### Exercise task
Collect every line in the listing below that contains the string "expression", and copy each such line in full.

--

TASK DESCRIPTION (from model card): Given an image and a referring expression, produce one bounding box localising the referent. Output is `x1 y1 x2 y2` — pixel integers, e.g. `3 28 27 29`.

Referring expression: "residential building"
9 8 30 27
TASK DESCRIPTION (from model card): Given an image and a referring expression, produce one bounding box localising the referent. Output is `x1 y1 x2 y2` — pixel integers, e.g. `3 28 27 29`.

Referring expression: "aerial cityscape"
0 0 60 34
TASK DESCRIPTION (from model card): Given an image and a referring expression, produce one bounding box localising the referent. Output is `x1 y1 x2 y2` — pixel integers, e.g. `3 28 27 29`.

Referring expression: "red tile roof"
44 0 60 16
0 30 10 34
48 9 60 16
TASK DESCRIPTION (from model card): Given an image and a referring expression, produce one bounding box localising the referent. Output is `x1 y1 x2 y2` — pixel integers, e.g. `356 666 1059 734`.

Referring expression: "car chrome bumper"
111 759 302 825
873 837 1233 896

--

### Output of the exercise
TASK DESCRIPTION (from model card): Given an image and a referring expression, produce one bounding box localising the referent. Output is `x1 y1 x2 y2` — pixel integers, e.g. `3 28 27 29`.
Referring expression: "residential building"
TASK DESCRIPTION (from model card): Given an image and a referring expression, produce one bounding box localising the referent. Output is `x1 y1 x2 y2` — pixel integers, e.g. `3 28 27 29`.
Referring expression: "aerial cityscape"
TASK DESCRIPTION (from model card): Given an image and a referring expression, produce one bounding box localising the referent. Output is `x1 y1 x2 y2` — pixel integers, e.g. `3 28 27 29`.
Referring expression: "red tile roof"
TASK DESCRIPTION (from model card): Given an image and a referring expression, produce one bounding box localising the referent. Output is `x1 y1 x2 y2` — pixel integers, e.g. `356 666 1059 734`.
Referring expression: "car chrome bumper"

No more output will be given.